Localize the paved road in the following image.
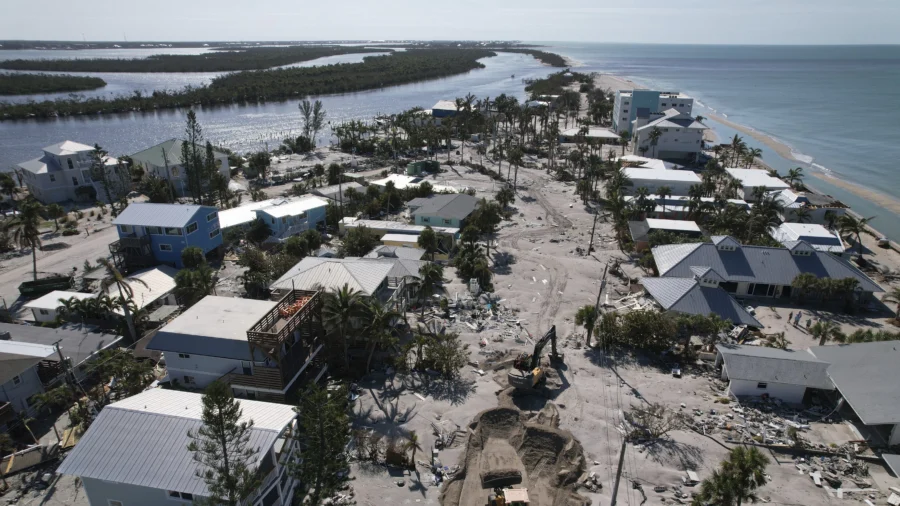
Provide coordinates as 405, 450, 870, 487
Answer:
0, 226, 118, 312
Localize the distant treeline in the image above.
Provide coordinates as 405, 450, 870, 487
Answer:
0, 73, 106, 95
0, 46, 389, 73
495, 48, 568, 67
525, 70, 593, 96
0, 49, 496, 120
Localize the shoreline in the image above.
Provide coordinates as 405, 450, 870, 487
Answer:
590, 71, 900, 246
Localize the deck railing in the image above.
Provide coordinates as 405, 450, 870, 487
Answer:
247, 289, 320, 351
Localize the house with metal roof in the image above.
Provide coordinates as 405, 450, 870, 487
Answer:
311, 181, 364, 203
254, 196, 328, 240
340, 217, 458, 252
23, 290, 96, 324
16, 140, 122, 204
641, 274, 762, 328
632, 109, 708, 162
56, 388, 299, 506
102, 265, 178, 315
770, 223, 847, 256
715, 344, 833, 404
111, 203, 222, 270
628, 219, 702, 252
652, 235, 882, 301
768, 188, 848, 225
0, 340, 57, 422
558, 126, 621, 144
808, 341, 900, 446
725, 168, 790, 200
130, 139, 230, 198
408, 193, 479, 228
271, 256, 424, 302
0, 322, 122, 381
365, 245, 427, 261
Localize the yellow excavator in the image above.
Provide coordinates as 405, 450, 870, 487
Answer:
488, 487, 530, 505
507, 326, 562, 389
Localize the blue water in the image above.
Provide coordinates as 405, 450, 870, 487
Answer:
541, 42, 900, 239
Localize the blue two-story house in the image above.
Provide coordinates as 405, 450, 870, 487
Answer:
407, 193, 479, 228
111, 203, 222, 271
254, 196, 329, 241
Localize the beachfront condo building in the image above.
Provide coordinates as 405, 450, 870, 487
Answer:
16, 141, 124, 205
631, 109, 708, 162
613, 90, 694, 134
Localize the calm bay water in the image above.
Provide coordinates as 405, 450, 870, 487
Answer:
1, 43, 898, 239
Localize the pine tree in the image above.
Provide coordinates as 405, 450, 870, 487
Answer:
291, 383, 350, 505
187, 382, 260, 506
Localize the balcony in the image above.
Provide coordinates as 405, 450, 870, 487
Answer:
109, 233, 150, 253
248, 290, 321, 351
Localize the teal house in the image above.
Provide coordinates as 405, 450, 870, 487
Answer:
407, 194, 478, 228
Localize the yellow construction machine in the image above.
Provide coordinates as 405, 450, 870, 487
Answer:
507, 325, 562, 389
488, 487, 530, 506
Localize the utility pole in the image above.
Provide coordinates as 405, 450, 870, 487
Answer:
588, 263, 608, 348
610, 438, 627, 506
587, 206, 600, 255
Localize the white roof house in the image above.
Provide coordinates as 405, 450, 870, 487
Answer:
370, 174, 421, 190
104, 265, 178, 313
725, 168, 790, 199
56, 389, 297, 501
256, 196, 328, 219
645, 218, 701, 234
24, 291, 95, 311
618, 155, 684, 171
769, 223, 846, 255
381, 233, 421, 245
559, 127, 621, 143
0, 340, 57, 385
623, 168, 701, 196
218, 199, 283, 230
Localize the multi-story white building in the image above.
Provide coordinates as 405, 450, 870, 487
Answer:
16, 141, 121, 204
632, 109, 708, 162
57, 389, 300, 506
612, 90, 694, 134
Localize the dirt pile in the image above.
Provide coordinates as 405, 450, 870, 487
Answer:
440, 394, 589, 506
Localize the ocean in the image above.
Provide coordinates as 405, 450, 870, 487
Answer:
542, 43, 900, 239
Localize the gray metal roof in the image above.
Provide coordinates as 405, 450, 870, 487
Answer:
147, 296, 276, 361
808, 341, 900, 424
652, 238, 882, 292
365, 245, 427, 260
56, 389, 295, 496
641, 277, 762, 327
0, 341, 57, 384
410, 194, 478, 221
0, 323, 121, 369
882, 454, 900, 477
270, 257, 401, 295
114, 203, 214, 228
130, 139, 226, 168
717, 344, 833, 389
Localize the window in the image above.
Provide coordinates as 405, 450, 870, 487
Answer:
207, 211, 217, 222
209, 227, 220, 239
72, 177, 79, 186
757, 382, 768, 389
422, 217, 430, 223
165, 227, 182, 236
39, 309, 49, 315
443, 219, 452, 225
178, 353, 191, 359
12, 375, 21, 385
49, 174, 56, 182
185, 222, 198, 235
119, 225, 132, 234
147, 226, 162, 235
183, 376, 196, 385
623, 109, 629, 113
109, 501, 124, 506
67, 159, 74, 169
159, 244, 173, 252
167, 491, 194, 501
661, 102, 667, 106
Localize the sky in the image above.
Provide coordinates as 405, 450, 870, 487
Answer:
3, 0, 899, 45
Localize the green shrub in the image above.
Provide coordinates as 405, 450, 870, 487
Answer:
62, 229, 80, 236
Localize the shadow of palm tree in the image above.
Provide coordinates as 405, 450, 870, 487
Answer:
643, 439, 704, 470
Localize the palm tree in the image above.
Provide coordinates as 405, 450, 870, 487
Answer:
45, 203, 66, 231
633, 186, 651, 219
695, 446, 770, 506
648, 127, 662, 158
694, 115, 706, 123
823, 210, 839, 230
793, 207, 812, 223
786, 167, 804, 189
403, 431, 423, 469
0, 173, 19, 211
618, 131, 630, 155
657, 186, 672, 217
98, 258, 147, 342
8, 199, 44, 281
883, 287, 900, 322
361, 299, 401, 372
810, 320, 845, 346
575, 305, 597, 346
322, 284, 366, 372
728, 134, 746, 167
839, 214, 875, 260
416, 263, 445, 317
744, 148, 762, 168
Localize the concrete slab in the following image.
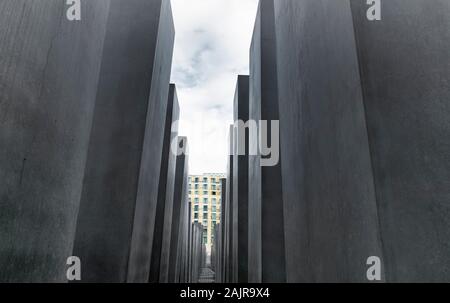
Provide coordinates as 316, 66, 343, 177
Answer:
248, 0, 286, 283
350, 0, 450, 282
160, 137, 188, 282
0, 0, 110, 282
274, 0, 384, 282
232, 75, 250, 283
72, 0, 174, 283
149, 84, 179, 282
225, 125, 235, 282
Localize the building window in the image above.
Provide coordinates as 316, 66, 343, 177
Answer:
194, 213, 198, 219
212, 191, 216, 196
203, 183, 208, 190
195, 191, 199, 195
194, 184, 199, 190
203, 198, 208, 204
212, 206, 217, 212
203, 205, 208, 211
194, 198, 199, 204
212, 198, 217, 205
203, 220, 208, 227
194, 205, 199, 211
203, 212, 208, 218
212, 213, 217, 220
203, 191, 208, 195
195, 177, 199, 183
212, 185, 216, 190
203, 177, 208, 183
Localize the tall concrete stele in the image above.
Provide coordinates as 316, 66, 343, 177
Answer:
217, 0, 450, 283
274, 0, 450, 283
248, 0, 286, 283
0, 0, 111, 283
73, 0, 175, 283
149, 84, 180, 283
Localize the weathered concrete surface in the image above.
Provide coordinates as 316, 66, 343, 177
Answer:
0, 0, 110, 282
149, 84, 179, 282
218, 178, 227, 283
179, 185, 191, 283
172, 137, 189, 282
225, 125, 235, 282
186, 202, 192, 282
232, 75, 250, 283
211, 224, 217, 272
274, 0, 384, 283
160, 137, 188, 282
190, 223, 204, 283
248, 0, 286, 283
350, 0, 450, 282
73, 0, 174, 283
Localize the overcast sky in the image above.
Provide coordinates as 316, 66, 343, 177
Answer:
170, 0, 259, 175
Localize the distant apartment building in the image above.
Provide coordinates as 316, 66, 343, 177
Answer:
188, 173, 226, 252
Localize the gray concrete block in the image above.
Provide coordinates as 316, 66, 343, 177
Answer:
232, 75, 250, 283
350, 0, 450, 282
274, 0, 384, 283
0, 0, 110, 282
174, 193, 190, 284
186, 202, 192, 282
173, 138, 189, 282
190, 222, 203, 283
176, 168, 190, 283
149, 84, 179, 283
72, 0, 174, 283
160, 137, 188, 282
218, 178, 227, 283
248, 1, 286, 283
225, 125, 235, 282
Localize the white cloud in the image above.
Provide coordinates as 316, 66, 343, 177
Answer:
170, 0, 259, 174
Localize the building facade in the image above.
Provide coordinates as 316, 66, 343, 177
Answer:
188, 174, 225, 253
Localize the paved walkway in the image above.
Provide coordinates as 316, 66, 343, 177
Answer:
198, 267, 215, 283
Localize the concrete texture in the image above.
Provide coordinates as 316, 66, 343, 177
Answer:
232, 76, 250, 283
211, 224, 218, 272
248, 0, 286, 283
217, 178, 227, 283
175, 196, 191, 283
274, 0, 384, 282
190, 223, 204, 283
175, 138, 190, 283
160, 136, 188, 282
179, 186, 191, 283
186, 202, 192, 282
149, 84, 179, 283
225, 125, 235, 282
72, 0, 174, 283
350, 0, 450, 282
0, 0, 110, 282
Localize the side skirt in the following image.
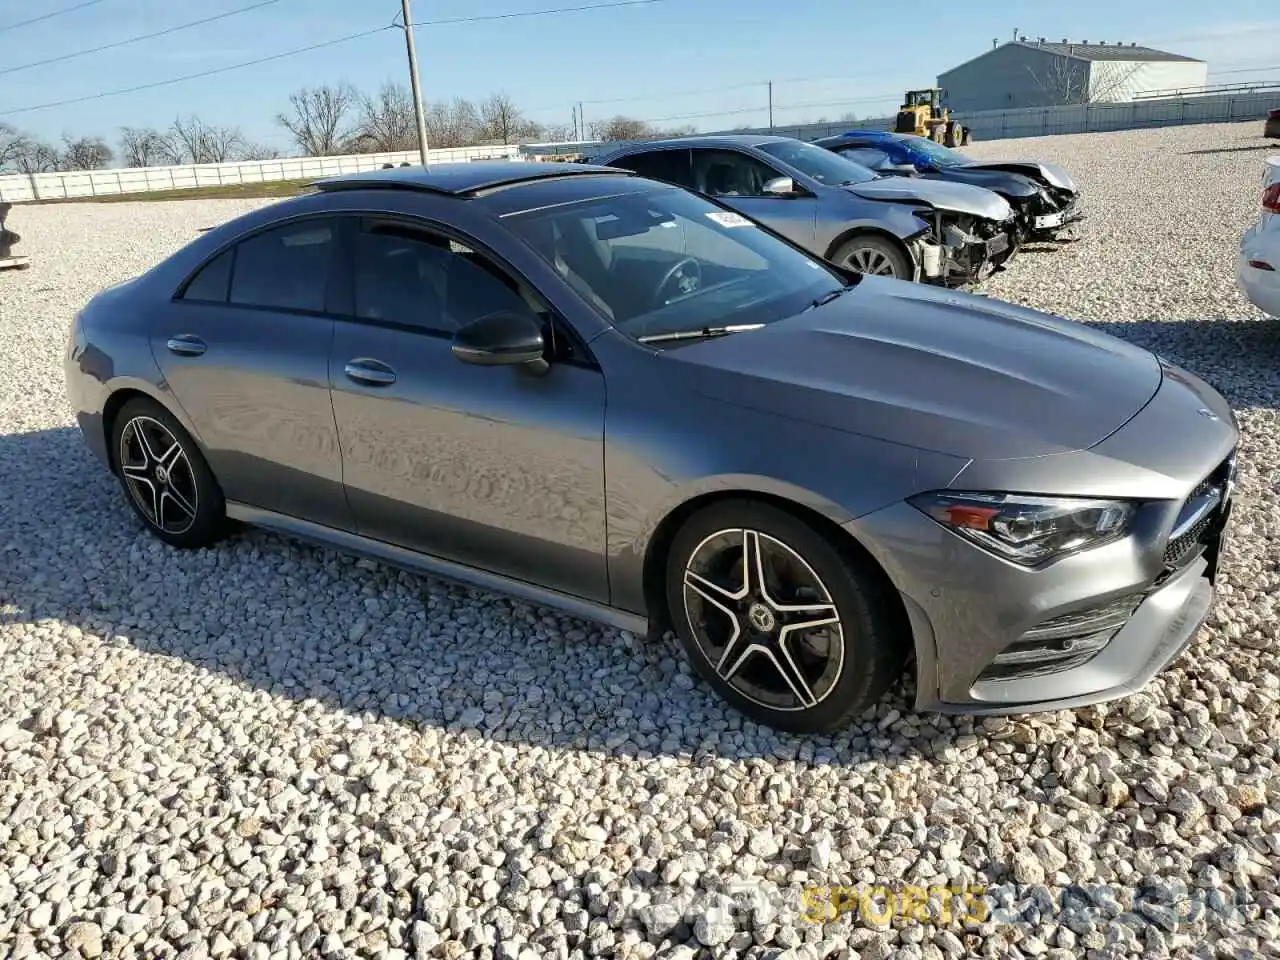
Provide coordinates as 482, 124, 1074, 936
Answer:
225, 501, 651, 637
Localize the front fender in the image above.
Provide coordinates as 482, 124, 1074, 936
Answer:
601, 380, 970, 615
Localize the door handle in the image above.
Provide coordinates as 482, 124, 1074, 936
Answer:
344, 358, 397, 386
166, 334, 207, 357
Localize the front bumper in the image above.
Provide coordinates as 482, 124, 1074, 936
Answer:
1028, 191, 1085, 239
848, 364, 1239, 716
915, 217, 1017, 286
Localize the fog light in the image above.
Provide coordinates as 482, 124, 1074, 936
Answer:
978, 593, 1143, 681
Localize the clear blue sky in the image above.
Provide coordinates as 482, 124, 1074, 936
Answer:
2, 0, 1277, 152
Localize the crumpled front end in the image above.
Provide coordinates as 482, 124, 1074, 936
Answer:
910, 208, 1019, 286
1024, 183, 1086, 241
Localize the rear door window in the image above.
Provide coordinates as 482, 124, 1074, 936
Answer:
608, 149, 694, 188
229, 219, 337, 313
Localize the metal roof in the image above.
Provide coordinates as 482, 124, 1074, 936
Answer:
1011, 40, 1201, 63
939, 39, 1202, 79
314, 160, 630, 197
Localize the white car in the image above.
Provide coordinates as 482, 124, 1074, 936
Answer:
1238, 156, 1280, 317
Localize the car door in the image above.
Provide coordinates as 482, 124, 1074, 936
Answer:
327, 215, 610, 603
687, 148, 819, 251
153, 215, 353, 530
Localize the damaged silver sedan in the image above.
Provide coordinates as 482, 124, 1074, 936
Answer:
593, 135, 1018, 286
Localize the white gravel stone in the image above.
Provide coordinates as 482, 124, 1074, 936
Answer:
2, 120, 1279, 959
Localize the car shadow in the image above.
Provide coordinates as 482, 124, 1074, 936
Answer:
1075, 316, 1280, 410
1182, 143, 1278, 156
1, 426, 935, 766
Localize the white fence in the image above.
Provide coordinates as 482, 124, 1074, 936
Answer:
5, 85, 1276, 203
0, 144, 522, 203
742, 87, 1280, 144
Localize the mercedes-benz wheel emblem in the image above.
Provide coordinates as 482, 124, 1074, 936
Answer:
747, 602, 777, 633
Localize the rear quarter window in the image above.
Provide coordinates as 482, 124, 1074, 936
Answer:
179, 249, 233, 303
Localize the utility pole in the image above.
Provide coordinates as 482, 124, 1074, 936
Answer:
578, 101, 586, 140
400, 0, 430, 166
767, 81, 774, 130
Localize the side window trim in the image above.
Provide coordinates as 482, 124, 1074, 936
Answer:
340, 213, 599, 369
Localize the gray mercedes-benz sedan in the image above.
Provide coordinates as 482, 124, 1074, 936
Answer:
64, 161, 1239, 734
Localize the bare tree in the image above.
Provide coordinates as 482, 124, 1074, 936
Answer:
118, 126, 168, 167
59, 134, 113, 171
353, 81, 418, 152
478, 92, 541, 145
237, 143, 282, 161
425, 97, 480, 148
1, 122, 35, 171
597, 116, 652, 141
164, 115, 247, 164
537, 123, 574, 143
15, 141, 61, 175
276, 83, 358, 157
1027, 57, 1143, 105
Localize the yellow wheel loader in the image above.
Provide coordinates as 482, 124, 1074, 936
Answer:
894, 88, 970, 147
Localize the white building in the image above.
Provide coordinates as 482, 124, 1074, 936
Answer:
938, 38, 1209, 113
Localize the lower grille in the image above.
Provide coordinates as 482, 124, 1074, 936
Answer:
978, 593, 1144, 682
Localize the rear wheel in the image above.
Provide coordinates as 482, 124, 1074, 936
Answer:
664, 499, 906, 734
110, 397, 227, 549
832, 235, 912, 280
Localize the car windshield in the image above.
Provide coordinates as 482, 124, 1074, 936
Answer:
755, 140, 880, 185
505, 184, 846, 343
899, 135, 967, 167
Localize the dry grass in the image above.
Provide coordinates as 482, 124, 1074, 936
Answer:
29, 178, 315, 204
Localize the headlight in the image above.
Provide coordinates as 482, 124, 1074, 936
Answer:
908, 492, 1135, 566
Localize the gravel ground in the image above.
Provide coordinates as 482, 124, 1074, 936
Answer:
2, 120, 1280, 960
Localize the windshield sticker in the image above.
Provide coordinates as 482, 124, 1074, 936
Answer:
706, 211, 753, 228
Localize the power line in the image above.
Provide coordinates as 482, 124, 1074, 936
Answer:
412, 0, 671, 27
0, 0, 678, 118
0, 0, 287, 78
0, 25, 396, 118
0, 0, 107, 34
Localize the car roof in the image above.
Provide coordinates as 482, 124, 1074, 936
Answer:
313, 160, 632, 198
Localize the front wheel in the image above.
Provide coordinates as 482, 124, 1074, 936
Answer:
665, 499, 906, 734
110, 396, 227, 549
832, 235, 912, 280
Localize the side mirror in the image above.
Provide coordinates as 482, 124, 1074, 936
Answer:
452, 311, 548, 373
762, 176, 800, 197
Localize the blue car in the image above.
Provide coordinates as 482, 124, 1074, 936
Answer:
814, 130, 1085, 243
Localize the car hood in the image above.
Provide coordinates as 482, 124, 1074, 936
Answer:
924, 167, 1040, 199
960, 159, 1077, 192
669, 278, 1162, 461
842, 176, 1013, 221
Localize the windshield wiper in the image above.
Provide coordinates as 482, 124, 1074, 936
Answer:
807, 283, 857, 310
638, 323, 765, 344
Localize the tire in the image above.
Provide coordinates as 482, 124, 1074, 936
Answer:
944, 121, 961, 147
961, 127, 973, 146
110, 396, 227, 549
664, 499, 907, 734
831, 234, 912, 280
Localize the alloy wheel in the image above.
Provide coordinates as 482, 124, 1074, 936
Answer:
118, 415, 200, 536
843, 247, 899, 276
681, 528, 845, 711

#### Assigned task:
Print the data above exactly, from its first line to the line bearing "Localize the deck railing in the image above." inclusive, and keep pictures out of the result.

#### Task solution:
Localize the paved road in the following image.
Provide coordinates as 405, 450, 870, 487
Answer:
0, 226, 118, 312
Localize the distant treeline in the image above.
Provide coordinates as 405, 450, 870, 487
Answer:
0, 73, 106, 95
0, 46, 389, 73
495, 48, 568, 67
525, 70, 593, 96
0, 49, 496, 120
Localize the shoreline in the image above.
Provide coordinates as 405, 450, 870, 487
Answer:
590, 71, 900, 246
Localize the deck railing in the image above.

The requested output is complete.